• INPUT ROWS:

━━━━━━━━━━

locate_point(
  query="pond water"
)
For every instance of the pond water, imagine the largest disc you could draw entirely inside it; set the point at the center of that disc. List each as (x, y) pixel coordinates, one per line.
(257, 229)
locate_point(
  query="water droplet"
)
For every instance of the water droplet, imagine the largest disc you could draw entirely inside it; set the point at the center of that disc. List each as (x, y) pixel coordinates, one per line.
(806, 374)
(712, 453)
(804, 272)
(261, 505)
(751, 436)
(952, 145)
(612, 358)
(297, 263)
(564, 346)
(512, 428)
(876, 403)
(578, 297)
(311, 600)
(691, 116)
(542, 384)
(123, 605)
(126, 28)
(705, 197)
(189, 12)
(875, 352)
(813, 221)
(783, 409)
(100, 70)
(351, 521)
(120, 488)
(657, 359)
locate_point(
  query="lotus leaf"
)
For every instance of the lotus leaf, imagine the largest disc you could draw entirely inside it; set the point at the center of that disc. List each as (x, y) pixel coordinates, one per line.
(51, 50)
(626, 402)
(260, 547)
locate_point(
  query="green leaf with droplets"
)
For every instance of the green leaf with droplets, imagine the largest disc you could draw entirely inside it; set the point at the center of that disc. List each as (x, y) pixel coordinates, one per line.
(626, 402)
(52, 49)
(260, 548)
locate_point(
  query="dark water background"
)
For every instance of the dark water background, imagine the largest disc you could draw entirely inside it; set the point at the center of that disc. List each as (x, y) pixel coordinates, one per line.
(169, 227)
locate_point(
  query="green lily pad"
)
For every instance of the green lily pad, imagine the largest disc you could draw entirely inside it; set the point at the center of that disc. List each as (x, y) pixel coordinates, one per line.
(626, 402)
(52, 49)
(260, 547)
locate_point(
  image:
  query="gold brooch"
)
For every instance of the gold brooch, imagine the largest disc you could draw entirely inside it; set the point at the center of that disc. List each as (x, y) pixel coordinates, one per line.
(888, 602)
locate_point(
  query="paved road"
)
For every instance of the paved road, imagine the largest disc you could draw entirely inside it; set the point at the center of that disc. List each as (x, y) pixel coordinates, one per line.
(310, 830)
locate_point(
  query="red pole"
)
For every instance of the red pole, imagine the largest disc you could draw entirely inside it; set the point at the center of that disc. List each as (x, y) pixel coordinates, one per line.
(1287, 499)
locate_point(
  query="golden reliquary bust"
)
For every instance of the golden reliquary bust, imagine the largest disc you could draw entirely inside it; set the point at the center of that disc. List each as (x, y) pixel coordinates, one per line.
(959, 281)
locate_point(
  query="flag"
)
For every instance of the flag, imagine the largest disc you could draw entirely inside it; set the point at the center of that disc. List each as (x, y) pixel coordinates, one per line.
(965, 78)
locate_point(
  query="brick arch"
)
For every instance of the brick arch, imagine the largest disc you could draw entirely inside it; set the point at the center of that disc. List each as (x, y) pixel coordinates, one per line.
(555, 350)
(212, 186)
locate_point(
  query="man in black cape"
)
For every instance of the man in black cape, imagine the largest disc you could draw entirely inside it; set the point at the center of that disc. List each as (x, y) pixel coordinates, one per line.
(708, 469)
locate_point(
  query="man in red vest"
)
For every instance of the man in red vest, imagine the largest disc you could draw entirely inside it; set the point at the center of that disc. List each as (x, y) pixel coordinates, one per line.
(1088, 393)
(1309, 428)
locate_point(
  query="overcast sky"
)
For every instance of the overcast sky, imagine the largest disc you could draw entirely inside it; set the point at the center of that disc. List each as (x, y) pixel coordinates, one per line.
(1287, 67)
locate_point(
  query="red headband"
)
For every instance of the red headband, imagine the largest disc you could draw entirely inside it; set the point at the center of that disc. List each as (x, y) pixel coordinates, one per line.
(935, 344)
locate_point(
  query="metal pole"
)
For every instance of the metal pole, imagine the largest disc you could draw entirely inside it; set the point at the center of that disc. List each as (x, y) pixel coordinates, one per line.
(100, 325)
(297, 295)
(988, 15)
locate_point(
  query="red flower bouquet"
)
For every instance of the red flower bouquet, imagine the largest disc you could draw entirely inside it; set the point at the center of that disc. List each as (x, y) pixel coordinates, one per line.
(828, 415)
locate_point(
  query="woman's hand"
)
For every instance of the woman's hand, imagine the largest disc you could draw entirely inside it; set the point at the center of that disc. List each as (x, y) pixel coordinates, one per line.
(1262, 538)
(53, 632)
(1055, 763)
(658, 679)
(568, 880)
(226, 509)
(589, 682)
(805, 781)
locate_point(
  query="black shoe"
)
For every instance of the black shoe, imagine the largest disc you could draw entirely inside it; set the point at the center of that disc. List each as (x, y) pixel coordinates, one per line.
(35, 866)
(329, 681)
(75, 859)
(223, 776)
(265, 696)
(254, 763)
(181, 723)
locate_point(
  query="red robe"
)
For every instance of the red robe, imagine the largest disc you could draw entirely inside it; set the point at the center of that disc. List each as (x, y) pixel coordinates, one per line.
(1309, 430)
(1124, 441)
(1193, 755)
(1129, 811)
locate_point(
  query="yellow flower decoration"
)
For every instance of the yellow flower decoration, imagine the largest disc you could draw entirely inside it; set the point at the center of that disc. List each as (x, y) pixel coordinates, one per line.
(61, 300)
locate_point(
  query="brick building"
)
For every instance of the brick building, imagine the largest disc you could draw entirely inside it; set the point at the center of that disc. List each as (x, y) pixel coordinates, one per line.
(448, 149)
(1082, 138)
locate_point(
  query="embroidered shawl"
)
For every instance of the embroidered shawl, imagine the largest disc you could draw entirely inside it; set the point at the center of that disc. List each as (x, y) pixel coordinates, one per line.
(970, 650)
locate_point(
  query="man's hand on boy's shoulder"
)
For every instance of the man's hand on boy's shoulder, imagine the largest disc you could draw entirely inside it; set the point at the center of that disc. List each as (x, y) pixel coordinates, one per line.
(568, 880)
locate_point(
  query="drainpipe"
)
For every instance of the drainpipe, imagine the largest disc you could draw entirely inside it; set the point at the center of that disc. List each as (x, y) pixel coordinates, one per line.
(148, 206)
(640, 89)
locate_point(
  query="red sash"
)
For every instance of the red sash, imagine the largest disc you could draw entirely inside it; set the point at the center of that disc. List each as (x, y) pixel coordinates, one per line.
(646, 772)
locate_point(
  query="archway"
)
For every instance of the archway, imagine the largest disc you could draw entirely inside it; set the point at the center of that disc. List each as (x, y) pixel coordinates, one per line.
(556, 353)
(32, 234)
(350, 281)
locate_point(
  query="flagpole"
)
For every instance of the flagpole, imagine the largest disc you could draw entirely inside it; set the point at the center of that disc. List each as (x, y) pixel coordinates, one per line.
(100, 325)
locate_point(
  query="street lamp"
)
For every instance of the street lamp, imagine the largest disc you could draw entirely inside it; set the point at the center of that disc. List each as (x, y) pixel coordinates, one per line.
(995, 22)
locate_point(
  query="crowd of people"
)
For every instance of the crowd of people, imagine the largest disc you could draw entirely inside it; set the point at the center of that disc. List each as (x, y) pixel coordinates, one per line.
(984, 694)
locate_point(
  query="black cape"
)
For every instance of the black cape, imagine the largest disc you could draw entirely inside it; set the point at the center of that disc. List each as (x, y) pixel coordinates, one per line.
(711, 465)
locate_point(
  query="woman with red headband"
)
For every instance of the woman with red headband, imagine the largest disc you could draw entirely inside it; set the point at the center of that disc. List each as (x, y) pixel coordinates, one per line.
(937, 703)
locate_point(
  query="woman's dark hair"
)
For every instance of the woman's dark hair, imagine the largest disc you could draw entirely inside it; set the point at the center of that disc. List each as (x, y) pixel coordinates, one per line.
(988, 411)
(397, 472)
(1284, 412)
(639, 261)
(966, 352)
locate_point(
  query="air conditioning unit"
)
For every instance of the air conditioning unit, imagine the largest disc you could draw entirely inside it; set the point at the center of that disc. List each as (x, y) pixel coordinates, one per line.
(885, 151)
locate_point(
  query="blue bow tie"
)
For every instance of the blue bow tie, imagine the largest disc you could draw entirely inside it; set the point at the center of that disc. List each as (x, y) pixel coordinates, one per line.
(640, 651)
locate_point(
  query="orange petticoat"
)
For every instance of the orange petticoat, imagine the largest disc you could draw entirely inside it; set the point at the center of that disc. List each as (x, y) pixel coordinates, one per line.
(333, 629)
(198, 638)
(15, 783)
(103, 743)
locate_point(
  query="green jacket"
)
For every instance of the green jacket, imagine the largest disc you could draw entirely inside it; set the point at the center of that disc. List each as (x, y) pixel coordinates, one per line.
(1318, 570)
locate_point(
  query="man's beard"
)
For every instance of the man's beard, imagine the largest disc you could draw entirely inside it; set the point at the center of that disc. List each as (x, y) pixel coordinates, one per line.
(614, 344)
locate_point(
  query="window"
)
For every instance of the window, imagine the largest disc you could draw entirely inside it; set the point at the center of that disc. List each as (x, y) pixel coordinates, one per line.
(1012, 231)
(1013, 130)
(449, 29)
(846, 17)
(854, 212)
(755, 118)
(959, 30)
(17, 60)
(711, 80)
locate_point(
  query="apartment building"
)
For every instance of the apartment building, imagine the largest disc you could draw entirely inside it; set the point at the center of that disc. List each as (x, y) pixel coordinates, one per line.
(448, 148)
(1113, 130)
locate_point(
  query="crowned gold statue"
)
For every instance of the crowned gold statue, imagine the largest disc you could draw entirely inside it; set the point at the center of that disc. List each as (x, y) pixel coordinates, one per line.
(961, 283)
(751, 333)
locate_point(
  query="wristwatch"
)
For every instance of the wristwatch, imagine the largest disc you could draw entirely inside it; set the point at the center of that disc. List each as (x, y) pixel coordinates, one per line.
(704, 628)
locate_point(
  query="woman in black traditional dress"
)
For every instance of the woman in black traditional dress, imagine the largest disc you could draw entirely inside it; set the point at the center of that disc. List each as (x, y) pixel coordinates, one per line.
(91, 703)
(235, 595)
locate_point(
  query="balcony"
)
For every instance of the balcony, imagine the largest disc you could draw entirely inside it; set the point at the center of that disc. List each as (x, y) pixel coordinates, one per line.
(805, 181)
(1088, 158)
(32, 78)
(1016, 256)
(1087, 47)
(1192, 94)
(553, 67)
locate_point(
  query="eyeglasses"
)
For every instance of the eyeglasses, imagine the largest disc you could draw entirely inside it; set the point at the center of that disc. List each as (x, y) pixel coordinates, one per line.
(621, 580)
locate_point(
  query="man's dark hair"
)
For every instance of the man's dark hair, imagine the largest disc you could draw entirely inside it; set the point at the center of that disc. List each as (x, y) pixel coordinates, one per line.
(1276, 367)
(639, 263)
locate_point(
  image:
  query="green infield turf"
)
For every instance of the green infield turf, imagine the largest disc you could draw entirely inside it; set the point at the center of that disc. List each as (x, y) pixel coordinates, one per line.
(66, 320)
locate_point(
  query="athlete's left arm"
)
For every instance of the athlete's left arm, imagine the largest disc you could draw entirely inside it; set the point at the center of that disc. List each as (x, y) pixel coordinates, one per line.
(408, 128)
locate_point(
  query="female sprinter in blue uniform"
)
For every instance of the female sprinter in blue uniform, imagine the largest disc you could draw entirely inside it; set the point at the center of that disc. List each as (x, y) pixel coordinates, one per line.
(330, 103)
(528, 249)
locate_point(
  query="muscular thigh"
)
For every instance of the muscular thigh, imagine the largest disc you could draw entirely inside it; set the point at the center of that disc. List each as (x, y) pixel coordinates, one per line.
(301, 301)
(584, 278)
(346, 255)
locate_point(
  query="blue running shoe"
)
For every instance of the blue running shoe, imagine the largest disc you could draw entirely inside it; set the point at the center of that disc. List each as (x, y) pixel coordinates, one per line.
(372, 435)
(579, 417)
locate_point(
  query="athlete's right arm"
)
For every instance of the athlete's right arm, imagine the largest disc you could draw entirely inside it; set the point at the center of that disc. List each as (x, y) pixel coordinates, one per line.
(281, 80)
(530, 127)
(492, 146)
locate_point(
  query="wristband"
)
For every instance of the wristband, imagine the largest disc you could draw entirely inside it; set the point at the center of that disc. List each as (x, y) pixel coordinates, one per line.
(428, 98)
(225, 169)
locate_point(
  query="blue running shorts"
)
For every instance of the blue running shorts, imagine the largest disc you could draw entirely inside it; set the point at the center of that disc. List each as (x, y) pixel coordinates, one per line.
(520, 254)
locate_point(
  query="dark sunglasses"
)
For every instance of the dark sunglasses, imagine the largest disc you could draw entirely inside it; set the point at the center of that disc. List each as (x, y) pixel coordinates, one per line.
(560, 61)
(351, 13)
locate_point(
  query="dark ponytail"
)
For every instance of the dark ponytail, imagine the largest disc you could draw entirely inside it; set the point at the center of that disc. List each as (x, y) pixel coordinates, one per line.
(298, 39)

━━━━━━━━━━

• SHORT EXERCISE: Show every line of the data above that contains the string "lily", copying each such line in full.

• WRITTEN RESPONSE:
  query="green lily pad"
For every instance of the green lily pad, imagine the largest disc you could draw entirely inside it; set the point at the center of that disc. List each as (x, y) pixel coordinates, one per line.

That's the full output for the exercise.